Given text:
You find yourself in a stone crypt.
There are no windows, and the door is locked from the outside.
How will you get out?

—PZI Predicament Koan

In our Tuesday evening gatherings, after the twenty-minute breakout section where folks go off to small groups of three or four to talk about their experience with the koan, we gather again for ten minutes or so before closing. That’s when I encourage sharing in the larger group some of what was said in the breakout rooms. I usually say something like, “Repeating what was already said is okay, as it may come out differently and give you an insight into what you previously said that you hadn’t had before.”

Putting my money where my mouth is, I am bringing the stone crypt for further exploration on Tuesday. And will probably be saying much of what I said last Tuesday when talking about the goose in the bottle.

Sitting with the stone crypt koan in our morning meditation this past week, another koan keeps coming to join the conversation: that one about getting a goose that’s trapped in a bottle out of the bottle without breaking the bottle (or hurting the goose). That kind of thing can happen in koan practice; a second or third koan can join the conversation. It can cause some confusion, as if the koans are in competition for my attention. With time it’s possible to appreciate how the koans are not competing but resonating with each other.

In both koans we are asked how to get out. In some translations we are asked, “How are you free?” which is interesting. The perspectives are different: In one, I am locked in and in the other, it’s the goose that’s locked in and I am outside the bottle observing the goose inside. But who is that goose, really? And who is the woman who raises the goose in the bottle, really? And what are the crypt and the bottle, really?

In the crypt there are no windows, it is dark, I can’t see my hand in front of my face. In the case of the goose, the bottle is clear, at least my bottle is—maybe yours isn’t. I can see out and the outside can see in.

Data shown:
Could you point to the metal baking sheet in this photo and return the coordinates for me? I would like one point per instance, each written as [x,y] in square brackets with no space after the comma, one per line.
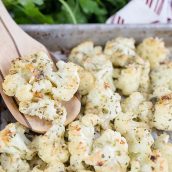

Stated exercise A: In the koan reflection, how long does the breakout section of the Tuesday evening gatherings last?
Stated exercise B: Repeat the koan reflection from "Putting my money" up to and including "in the bottle.", swapping "Tuesday" for "Thursday".
The material after the text is separate from it.

Full solution A: Twenty minutes.

Full solution B:
Putting my money where my mouth is, I am bringing the stone crypt for further exploration on Thursday. And will probably be saying much of what I said last Thursday when talking about the goose in the bottle.